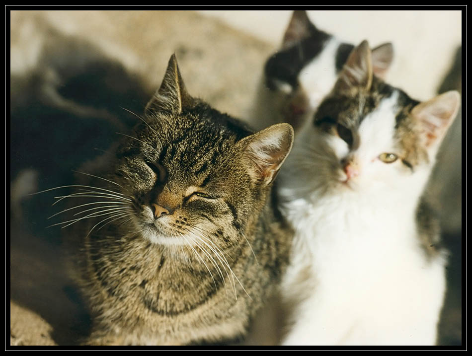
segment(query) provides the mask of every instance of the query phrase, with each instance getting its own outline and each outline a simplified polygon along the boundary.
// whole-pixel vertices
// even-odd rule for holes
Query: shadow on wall
[[[76,344],[89,320],[65,275],[60,226],[51,207],[92,159],[139,121],[152,93],[122,65],[87,42],[49,29],[37,65],[10,76],[10,298],[53,327],[59,345]],[[60,220],[59,220],[60,221]],[[67,229],[66,229],[67,230]]]
[[[462,49],[456,52],[452,66],[438,93],[462,92]],[[450,252],[447,267],[447,289],[439,323],[440,345],[462,344],[462,110],[460,110],[438,155],[427,187],[436,197],[443,230],[442,241]]]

• _GIVEN INSTRUCTION_: Repeat all of the records above line for line, leaving out the pictures.

• _ANSWER TO THIS EXERCISE_:
segment(query) provides the mask of every instance of the query phrase, with each instance getting its own outline and each outline a simplified polygon along the boundary.
// whole-pixel vertices
// even-odd rule for holes
Query: shadow on wall
[[[76,344],[89,320],[65,275],[60,226],[51,207],[92,159],[139,121],[152,93],[122,65],[87,42],[49,29],[37,65],[10,76],[10,298],[53,327],[59,345]],[[60,220],[59,220],[60,221]],[[67,229],[66,229],[67,230]]]
[[[462,49],[456,52],[452,66],[438,93],[462,92]],[[450,252],[447,267],[447,289],[439,323],[440,345],[462,344],[462,110],[460,110],[438,155],[427,187],[436,197],[443,230],[442,241]]]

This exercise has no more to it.